===== Quoted text =====

‘Tis the season of the 5″x7″ personalized state-of-the-union address.
Rejoice!
Unless you happen to have a mild Grinch-streak and unlimited-space motoblog, in which case you’re rejoicing at the opportunity to dissect the holiday card phenomenon while you simultaneously indulge in it. (I may be a hypocrite, but at least I’m self-aware and honest).
So here’s the thing. Every December, our mailbox—probably like yours—fills up with cards that look like this:

Perfectly art-directed tableaus of your friends’ perfect families, often with religiously-neutral seasonal messages. Note to Christian friends: it’s okay to send a Christmas card and to call it one, since that’s what nine-tenths of Americans actually celebrate. Nice if you remember to wish “Happy Hanukkah” to your Jewish friends—you have eight chances not to forget, but if you do, no one cares. The Kwanzaa thing seems to have come and passed, but if you celebrate it, I’m happy to wish you a happy one.
The funny thing about these holiday cards is that, in the age of Instagram, they’re like a more permanent status update. But even more considered, since you’re committing to actual ink, creating a sort of suburban family tattoo. You have to decide if you’re going with the hero shot of the kids in their scrubbed, hair-sculpted glory, or making your statement with a montage of smaller family victories—ski vacations, teen tours, the sailboat, the dog.

===== Data provided =====

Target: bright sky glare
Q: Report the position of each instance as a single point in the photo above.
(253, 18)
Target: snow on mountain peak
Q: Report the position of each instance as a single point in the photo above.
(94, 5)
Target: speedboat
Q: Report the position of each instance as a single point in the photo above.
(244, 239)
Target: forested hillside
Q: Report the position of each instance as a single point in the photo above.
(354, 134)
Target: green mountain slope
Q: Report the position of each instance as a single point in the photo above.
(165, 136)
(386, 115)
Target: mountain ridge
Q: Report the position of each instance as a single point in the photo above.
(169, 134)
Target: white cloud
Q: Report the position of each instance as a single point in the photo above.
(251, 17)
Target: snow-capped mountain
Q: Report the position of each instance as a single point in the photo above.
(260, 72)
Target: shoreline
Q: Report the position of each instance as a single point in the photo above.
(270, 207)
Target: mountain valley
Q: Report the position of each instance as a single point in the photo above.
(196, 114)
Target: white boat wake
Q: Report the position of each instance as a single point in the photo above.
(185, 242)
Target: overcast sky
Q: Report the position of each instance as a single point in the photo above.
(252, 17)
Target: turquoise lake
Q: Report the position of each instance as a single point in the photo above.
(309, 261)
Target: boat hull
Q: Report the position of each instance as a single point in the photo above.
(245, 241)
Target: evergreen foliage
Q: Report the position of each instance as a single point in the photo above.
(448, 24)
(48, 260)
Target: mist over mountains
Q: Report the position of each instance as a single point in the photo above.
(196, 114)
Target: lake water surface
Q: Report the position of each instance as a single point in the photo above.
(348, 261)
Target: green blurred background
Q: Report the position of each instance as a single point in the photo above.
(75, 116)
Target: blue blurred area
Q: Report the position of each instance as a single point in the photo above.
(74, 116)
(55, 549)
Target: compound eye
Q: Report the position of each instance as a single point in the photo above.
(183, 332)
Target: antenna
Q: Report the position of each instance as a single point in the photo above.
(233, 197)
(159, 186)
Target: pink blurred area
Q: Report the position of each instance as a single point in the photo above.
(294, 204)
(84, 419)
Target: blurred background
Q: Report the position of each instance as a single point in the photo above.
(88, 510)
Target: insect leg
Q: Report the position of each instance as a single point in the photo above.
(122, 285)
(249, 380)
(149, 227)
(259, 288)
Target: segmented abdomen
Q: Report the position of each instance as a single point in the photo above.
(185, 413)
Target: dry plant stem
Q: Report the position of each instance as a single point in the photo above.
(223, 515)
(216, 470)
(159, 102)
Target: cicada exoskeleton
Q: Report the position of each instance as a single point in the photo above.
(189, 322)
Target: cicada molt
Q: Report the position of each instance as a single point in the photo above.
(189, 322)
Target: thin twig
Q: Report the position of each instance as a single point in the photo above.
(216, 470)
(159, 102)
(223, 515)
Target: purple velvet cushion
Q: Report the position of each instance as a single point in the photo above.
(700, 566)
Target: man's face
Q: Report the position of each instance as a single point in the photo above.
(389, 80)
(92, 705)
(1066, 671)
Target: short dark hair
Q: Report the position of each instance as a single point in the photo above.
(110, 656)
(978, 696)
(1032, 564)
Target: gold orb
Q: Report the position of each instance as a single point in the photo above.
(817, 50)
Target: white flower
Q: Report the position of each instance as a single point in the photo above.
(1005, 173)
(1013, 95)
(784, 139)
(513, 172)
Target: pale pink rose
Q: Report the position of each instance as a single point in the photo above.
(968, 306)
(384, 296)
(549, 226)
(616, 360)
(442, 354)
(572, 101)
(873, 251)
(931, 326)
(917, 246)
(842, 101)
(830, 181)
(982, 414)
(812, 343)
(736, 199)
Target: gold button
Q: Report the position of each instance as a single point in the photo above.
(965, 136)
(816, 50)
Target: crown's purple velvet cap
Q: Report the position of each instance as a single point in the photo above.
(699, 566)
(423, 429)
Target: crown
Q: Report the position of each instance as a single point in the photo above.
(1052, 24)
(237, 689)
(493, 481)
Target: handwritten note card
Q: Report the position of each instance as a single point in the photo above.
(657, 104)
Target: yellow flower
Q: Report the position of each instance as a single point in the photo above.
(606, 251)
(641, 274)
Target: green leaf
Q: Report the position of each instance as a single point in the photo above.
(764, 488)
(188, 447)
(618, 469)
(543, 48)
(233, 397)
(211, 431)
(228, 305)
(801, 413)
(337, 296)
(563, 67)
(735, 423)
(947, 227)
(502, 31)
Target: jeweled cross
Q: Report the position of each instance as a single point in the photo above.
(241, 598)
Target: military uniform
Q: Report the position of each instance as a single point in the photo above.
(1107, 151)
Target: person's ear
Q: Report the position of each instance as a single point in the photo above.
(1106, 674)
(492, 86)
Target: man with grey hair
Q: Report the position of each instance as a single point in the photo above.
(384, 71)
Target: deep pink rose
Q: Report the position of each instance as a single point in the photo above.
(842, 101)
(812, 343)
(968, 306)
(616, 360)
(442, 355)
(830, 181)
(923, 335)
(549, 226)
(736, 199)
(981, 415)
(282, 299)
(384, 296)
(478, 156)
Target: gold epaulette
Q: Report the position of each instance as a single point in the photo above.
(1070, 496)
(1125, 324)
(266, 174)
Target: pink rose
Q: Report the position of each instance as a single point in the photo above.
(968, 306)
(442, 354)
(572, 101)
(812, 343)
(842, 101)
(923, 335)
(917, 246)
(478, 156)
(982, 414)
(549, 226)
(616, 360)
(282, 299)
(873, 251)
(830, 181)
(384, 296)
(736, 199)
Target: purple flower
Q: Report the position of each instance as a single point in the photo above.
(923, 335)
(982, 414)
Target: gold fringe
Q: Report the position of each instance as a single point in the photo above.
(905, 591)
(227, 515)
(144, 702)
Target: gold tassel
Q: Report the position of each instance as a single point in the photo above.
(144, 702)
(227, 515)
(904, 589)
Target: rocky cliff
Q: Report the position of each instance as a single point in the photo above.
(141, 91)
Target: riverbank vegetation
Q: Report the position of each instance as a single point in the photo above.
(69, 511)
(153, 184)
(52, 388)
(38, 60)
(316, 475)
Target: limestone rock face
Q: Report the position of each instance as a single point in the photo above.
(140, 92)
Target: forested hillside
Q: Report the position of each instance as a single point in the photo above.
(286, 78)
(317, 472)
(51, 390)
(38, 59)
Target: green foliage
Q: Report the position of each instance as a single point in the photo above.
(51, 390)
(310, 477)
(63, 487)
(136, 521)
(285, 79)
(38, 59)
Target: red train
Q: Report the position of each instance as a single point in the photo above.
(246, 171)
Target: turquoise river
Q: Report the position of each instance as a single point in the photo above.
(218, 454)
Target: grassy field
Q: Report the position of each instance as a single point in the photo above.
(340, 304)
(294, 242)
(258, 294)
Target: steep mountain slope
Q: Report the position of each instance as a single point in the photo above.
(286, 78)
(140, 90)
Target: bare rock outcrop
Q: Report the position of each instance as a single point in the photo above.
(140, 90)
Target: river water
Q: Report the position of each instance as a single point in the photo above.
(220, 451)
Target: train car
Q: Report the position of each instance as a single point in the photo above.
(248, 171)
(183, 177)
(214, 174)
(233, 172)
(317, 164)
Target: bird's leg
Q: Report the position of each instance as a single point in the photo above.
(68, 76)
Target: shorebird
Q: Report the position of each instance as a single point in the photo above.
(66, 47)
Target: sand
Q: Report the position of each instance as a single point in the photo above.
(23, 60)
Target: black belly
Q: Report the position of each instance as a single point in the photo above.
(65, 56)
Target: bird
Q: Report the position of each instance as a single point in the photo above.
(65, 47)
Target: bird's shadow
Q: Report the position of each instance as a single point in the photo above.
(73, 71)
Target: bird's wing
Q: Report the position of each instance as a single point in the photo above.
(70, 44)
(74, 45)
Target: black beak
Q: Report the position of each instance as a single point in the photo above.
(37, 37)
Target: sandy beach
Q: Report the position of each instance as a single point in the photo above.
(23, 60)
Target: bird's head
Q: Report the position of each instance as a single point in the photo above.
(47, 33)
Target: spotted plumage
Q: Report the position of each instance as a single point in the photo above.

=====

| Task details |
Quote the holiday card text word for word, in full.

| Exercise output |
‘Tis the season of the 5″x7″ personalized state-of-the-union address.
Rejoice!
Unless you happen to have a mild Grinch-streak and unlimited-space motoblog, in which case you’re rejoicing at the opportunity to dissect the holiday card phenomenon while you simultaneously indulge in it. (I may be a hypocrite, but at least I’m self-aware and honest).
So here’s the thing. Every December, our mailbox—probably like yours—fills up with cards that look like this:

Perfectly art-directed tableaus of your friends’ perfect families, often with religiously-neutral seasonal messages. Note to Christian friends: it’s okay to send a Christmas card and to call it one, since that’s what nine-tenths of Americans actually celebrate. Nice if you remember to wish “Happy Hanukkah” to your Jewish friends—you have eight chances not to forget, but if you do, no one cares. The Kwanzaa thing seems to have come and passed, but if you celebrate it, I’m happy to wish you a happy one.
The funny thing about these holiday cards is that, in the age of Instagram, they’re like a more permanent status update. But even more considered, since you’re committing to actual ink, creating a sort of suburban family tattoo. You have to decide if you’re going with the hero shot of the kids in their scrubbed, hair-sculpted glory, or making your statement with a montage of smaller family victories—ski vacations, teen tours, the sailboat, the dog.